▶ _Compiti scritti_:
1. Cambia "rappresentanti di categoria" in "rappresentanti del comparto" e riscrivi il passo dell'estratto sul gioco d'azzardo compreso tra "In questa fase" e "di parte, partitica.", estremi inclusi.
2. Per favore, indica quale carica ricopre Carla Ruocco secondo l'estratto sul gioco d'azzardo.
3. Continua l'estratto sul gioco d'azzardo a partire dalla sua ultima frase.

▶ _Estratto_:
++++++
La presidente della Commissione Finanze alla camera, Carla Ruocco, ha sorpreso tutti accettando l’invito a partecipare alla vostra assemblea; e ancora di più quando, due giorni dopo, ha partecipato anche al convegno della Luiss sempre sul gioco d’azzardo.
Pensa che il Movimento Cinque Stelle stia rivedendo l’atteggiamento ostile che ha sempre avuto nei confronti del gioco?
In questa fase dobbiamo essere costruttivi. Il settore ha bisogno di una politica di settore. E il nostro dovere, come rappresentanti di categoria, è fare politica di settore e non commettere l’errore di fare una politica di parte, partitica.
Quindi, posizioni individuali stanno bene, per me, purché rappresentate da soggetti che condividano lo spirito e un metodo nuovo: ragionare insieme su una riforma.
Chi cambia idea non è una banderuola. È una persona intelligente che mette in discussione un’idea. E può avere sbagliato prima o sbagliare dopo. Ma questa mobilità di idee, di posizioni, è la pre-condizione per trovare un punto di caduta comune. La rigidità non porta da nessuna parte e l’abbiamo visto.
Rispetto le posizioni precedenti e successive, sia quelle confermate nell’avversità al settore (che dovrebbero essere accompagnate da qualche idea prospettica o qualche soluzione di modalità di gare che non si sa come potrebbero essere strutturate con questa rigidità…) e rispetto anche chi la cambia.
Non è un valore, non è un disvalore. Io dico che comunque sul piano del metodo, che è quello che abbiamo voluto lanciare con questa assemblea e che è quella della rappresentanza attenta all’interesse comune.
Quindi, secondo lei, Ruocco ha deciso autonomamente di mostrare disponibilità o ha concordato con i vertici del movimento questa posizione di ascolto?
Valuto le persone, e soprattutto i politici, per il loro comportamento più che da quello che dicono: e il comportamento è stato coerente. Ed è una coerenza che va in una direzione giusta. Non perché lo diciamo noi, che siamo il sistema di rappresentanza datoriale, ma lo dice anche il sindacato: ci vuole una riforma. E se non ti siedi a tavolino, come e con chi la fai questa riforma?
Alla fine questa assemblea ha detto che sul “cosa” siamo tutti d’accordo, parte politica, parte datoriale e parte sindacale: bisogna fare una riforma.
Bene! Spuntiamo questo primo punto.
Passiamo al punto successivo: come?
Siamo in democrazia, bisogna condividere. E la Ruocco ha detto: “È un tema nel quale il Parlamento deve giocare un ruolo importante”. Ha detto una cosa democraticamente apprezzabile.
Lo dice a noi che vorremmo non essere più visti come controparte, bensì come operatori, partner impegnati impegnati sullo stesso obiettivo.
Mi sembra che abbia detto una cosa di buon senso. Ma da questo attribuirle uno schieramento, un appiattimento, una volontà diversa che non so quale possa essere, quello è un’altra cosa. E mi pare che talvolta ci sia poca lucidità o strumentalizzazione.
++++++
[Righe di dati]
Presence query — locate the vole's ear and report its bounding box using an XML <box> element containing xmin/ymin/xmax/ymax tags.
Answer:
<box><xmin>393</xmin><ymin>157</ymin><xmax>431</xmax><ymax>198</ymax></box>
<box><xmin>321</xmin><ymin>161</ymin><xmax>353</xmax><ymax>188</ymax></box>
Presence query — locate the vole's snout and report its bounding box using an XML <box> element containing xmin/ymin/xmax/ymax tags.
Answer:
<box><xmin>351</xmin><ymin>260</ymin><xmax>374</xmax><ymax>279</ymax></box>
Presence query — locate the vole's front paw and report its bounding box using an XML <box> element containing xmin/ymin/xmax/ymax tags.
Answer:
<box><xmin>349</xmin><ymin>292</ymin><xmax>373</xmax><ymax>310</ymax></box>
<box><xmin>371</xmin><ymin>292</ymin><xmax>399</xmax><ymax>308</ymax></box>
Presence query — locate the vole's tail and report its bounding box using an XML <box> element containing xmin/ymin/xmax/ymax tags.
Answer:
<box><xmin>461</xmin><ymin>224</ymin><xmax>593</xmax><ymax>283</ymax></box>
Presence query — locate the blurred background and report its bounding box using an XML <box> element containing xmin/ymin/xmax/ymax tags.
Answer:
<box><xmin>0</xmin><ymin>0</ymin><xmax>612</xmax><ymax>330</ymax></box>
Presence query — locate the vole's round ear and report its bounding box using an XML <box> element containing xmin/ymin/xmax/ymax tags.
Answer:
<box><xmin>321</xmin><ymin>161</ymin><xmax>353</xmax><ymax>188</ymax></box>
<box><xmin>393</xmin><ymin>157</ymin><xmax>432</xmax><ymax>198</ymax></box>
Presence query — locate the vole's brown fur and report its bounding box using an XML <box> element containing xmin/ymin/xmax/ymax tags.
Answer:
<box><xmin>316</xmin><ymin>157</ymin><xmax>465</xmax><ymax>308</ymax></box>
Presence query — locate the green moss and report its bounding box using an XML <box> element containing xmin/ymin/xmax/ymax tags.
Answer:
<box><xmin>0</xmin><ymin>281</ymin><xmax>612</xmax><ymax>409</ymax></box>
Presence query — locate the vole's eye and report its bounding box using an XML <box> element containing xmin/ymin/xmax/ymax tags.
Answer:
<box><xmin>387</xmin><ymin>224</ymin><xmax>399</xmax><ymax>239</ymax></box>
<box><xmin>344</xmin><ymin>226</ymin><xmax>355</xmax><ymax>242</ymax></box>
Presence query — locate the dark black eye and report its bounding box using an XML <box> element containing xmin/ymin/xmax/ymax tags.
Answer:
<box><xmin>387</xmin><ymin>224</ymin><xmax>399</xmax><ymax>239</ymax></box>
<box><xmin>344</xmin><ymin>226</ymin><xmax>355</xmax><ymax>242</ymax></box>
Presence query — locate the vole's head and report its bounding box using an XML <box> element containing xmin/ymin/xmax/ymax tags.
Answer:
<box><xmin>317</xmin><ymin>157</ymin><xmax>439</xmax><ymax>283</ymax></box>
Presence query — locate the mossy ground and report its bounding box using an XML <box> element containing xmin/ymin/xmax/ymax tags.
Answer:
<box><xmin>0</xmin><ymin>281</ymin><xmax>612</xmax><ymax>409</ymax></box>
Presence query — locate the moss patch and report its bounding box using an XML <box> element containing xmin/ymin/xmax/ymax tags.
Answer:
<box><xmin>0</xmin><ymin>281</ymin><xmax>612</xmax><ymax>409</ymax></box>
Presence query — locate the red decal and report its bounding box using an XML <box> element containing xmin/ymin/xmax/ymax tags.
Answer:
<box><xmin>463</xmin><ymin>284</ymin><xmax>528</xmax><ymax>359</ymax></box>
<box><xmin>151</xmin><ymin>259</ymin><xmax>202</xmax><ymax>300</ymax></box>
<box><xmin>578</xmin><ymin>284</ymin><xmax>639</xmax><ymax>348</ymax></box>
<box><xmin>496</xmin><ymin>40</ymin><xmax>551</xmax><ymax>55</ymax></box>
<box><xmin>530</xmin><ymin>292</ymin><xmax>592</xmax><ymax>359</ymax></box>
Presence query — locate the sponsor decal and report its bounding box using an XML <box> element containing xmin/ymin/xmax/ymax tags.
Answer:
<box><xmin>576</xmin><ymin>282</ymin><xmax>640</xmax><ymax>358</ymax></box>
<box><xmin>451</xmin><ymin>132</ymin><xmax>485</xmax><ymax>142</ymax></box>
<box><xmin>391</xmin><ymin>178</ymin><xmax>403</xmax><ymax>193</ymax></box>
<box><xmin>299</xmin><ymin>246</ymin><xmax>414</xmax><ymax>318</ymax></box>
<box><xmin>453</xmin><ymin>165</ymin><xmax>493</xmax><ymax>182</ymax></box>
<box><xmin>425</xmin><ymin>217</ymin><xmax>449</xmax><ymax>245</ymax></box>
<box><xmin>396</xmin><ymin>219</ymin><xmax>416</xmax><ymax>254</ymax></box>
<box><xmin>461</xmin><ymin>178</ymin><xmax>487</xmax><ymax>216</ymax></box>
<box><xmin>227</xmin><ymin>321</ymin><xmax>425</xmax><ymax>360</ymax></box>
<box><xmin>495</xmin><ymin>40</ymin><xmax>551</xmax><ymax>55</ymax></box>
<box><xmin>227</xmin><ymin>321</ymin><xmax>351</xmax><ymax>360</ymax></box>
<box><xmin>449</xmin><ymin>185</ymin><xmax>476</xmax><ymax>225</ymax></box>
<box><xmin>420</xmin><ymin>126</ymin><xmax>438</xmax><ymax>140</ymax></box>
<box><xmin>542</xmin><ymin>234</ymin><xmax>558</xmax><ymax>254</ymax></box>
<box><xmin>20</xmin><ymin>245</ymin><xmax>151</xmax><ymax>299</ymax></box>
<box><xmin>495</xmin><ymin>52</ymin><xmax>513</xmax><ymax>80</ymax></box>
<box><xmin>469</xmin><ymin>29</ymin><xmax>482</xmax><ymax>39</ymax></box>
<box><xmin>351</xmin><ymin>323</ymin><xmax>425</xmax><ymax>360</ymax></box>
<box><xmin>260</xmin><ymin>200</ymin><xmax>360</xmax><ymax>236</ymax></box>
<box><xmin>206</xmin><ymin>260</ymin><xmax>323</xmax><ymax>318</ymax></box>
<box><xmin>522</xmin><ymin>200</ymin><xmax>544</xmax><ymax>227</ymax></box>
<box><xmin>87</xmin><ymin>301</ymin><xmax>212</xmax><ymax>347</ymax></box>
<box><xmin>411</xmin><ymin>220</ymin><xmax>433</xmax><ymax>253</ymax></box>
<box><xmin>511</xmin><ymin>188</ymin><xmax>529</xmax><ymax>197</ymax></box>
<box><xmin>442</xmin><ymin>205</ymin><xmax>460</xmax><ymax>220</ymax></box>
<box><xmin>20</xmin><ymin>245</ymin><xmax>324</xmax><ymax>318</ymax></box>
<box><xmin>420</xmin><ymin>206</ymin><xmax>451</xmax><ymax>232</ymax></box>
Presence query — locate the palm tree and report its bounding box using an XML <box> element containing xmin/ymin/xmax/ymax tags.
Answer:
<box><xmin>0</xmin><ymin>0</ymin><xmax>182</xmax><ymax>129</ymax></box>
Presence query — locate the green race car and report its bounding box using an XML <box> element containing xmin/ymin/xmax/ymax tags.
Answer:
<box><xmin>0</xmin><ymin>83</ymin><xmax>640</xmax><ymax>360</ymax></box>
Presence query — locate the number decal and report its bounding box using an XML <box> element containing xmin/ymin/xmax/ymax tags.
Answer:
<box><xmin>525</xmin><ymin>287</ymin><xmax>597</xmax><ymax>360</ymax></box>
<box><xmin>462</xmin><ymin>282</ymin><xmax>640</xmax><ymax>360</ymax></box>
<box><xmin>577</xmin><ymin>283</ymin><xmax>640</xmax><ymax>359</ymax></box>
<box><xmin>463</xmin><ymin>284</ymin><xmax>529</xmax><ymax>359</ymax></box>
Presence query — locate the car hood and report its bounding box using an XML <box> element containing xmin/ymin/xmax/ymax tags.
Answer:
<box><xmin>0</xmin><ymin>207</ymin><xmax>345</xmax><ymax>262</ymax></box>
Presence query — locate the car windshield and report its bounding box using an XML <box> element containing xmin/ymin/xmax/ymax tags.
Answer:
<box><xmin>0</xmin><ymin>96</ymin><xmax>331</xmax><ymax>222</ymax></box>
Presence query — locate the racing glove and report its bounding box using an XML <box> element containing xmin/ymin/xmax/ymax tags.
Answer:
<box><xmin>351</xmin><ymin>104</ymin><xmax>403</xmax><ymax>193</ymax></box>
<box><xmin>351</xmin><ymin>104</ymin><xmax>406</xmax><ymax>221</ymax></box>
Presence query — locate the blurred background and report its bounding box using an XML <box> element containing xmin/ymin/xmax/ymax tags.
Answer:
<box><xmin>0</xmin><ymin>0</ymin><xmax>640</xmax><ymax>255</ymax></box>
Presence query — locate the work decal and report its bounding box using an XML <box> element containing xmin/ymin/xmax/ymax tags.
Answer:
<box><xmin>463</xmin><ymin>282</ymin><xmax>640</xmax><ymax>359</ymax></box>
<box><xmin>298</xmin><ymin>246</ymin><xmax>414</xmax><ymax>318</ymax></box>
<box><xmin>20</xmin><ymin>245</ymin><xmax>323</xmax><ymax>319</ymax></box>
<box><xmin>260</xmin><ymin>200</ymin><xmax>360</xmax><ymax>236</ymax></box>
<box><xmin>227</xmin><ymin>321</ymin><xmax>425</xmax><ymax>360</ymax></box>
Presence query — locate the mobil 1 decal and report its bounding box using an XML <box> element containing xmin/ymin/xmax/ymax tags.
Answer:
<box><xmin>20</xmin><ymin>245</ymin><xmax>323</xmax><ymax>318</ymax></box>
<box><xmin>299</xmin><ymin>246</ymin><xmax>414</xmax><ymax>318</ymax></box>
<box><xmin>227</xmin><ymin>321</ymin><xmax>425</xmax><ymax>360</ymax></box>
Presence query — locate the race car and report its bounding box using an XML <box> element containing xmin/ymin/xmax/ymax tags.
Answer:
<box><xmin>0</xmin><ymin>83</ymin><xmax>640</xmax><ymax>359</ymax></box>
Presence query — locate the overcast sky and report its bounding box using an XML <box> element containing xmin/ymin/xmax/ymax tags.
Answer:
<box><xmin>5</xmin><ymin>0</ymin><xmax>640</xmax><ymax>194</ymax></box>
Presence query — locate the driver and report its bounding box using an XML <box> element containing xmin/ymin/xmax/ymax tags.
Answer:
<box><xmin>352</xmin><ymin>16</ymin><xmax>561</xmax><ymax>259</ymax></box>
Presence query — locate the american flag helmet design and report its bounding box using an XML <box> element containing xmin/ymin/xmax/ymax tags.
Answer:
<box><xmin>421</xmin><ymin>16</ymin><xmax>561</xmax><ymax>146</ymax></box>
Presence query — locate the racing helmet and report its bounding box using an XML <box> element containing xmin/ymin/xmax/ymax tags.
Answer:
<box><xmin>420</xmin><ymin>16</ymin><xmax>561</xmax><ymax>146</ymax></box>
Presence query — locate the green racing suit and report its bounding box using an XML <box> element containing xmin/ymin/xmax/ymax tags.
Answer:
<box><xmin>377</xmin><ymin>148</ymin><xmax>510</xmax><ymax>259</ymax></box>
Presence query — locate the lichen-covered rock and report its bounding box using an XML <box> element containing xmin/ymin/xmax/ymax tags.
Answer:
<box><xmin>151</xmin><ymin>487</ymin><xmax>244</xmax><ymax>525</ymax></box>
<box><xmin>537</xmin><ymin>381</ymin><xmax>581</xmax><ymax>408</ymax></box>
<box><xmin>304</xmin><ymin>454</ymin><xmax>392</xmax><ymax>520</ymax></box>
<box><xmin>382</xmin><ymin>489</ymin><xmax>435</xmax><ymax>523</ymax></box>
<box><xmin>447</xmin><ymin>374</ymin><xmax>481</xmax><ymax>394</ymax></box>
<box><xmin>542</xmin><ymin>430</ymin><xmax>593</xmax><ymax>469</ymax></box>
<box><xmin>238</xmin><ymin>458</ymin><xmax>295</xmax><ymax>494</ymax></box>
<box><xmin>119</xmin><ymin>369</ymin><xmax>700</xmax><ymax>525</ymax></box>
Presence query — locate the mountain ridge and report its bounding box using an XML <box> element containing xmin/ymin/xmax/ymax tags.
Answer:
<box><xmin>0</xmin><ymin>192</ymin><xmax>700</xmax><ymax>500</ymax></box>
++++++
▶ _Risultati finali_:
1.
In questa fase dobbiamo essere costruttivi. Il settore ha bisogno di una politica di settore. E il nostro dovere, come rappresentanti del comparto, è fare politica di settore e non commettere l’errore di fare una politica di parte, partitica.

2. È presidente della Commissione Finanze alla Camera.

3.
In quest’assemblea lei ha sparigliato le carte coinvolgendo Confcommercio e Confesercenti. Perché sicuramente il vostro è un settore molto conflittuale: i gestori di slot sono contro le sale vlt, le scommesse fanno concorrenza ai gratta & vinci, i tabaccai sono in concorrenza con il gioco on line eccetera. Ed è difficile fare fronte comune per presentarsi davanti all’opinione pubblica. Lei ha sperimentato una via alternativa coinvolgendo le associazioni di commercianti.
Era fin troppo evidente il punto di partenza: le frizioni all’interno della filiera hanno una matrice comune: le relazioni commerciali. La rappresentanza non si occupa di questo e sbaglia chi pensa che un’associazione come la nostra debba fare mediazione sulle politiche commerciali.
A noi tocca fare politiche di settore: fotografare il presente e progettare il futuro. Insieme. È questo che dobbiamo fare.
A questo punto, se togliamo dal tavolo i problemi commerciali, il 95% dei problemi vengono superati.
Ma per riuscire in questo intento, lei ha tirato dentro qualcuno da fuori e ha detto: “se qui dentro voi non riuscite a stare insieme, io gli alleati me li vado a cercare anche fuori dalla porta.
La mia intenzione era mettere insieme le rappresentanze, come è stato fatto a Torino, e lanciare alle istituzioni un’intenzione di percorso: un patto per fare la riforma.
Non sono andato a “parlare a nuora perché suocera intenda”. Il mio obiettivo è la riforma. E nessuno degli attori può riuscirci da solo. Nessuno!
O ci si mette intorno al tavolo e si cominciano a scrivere le prime righe, e troviamo l’accordo su un punto, poi su un altro e così via. E i temi sono venuti fuori: bisogna risolvere l’asimmetria tra normativa nazionale e territoriale. Altrimenti non si risolve il problema pratico. Puoi litigare quanto ti pare, tra noleggiatori e gestori o tra on line e terrestre, il fatto è che se non risolvi il problema di come giustificare gli investimenti, il resto è aria fritta. Questo è il pragmatismo dell’imprenditore. Che passa anche attraverso la trasparenza.
Pensa che si sia è concluso il ciclo della guerra santa contro il gioco? In fin dei conti, tutti i fenomeni mediatici, in politica come in comunicazione, vengono cavalcati e dopo un po’ di tempo perdono la capacità di coinvolgere l’opinione pubblica.
Sicuramente c’è un effetto moda, un effetto ideologia e una strumentalizzazione: perché dovrebbe sfuggire questo settore rispetto agli altri?
Il punto è che bisogna distinguere le posizioni di pancia rispetto a quelle di testa. E sono queste che mi interessano.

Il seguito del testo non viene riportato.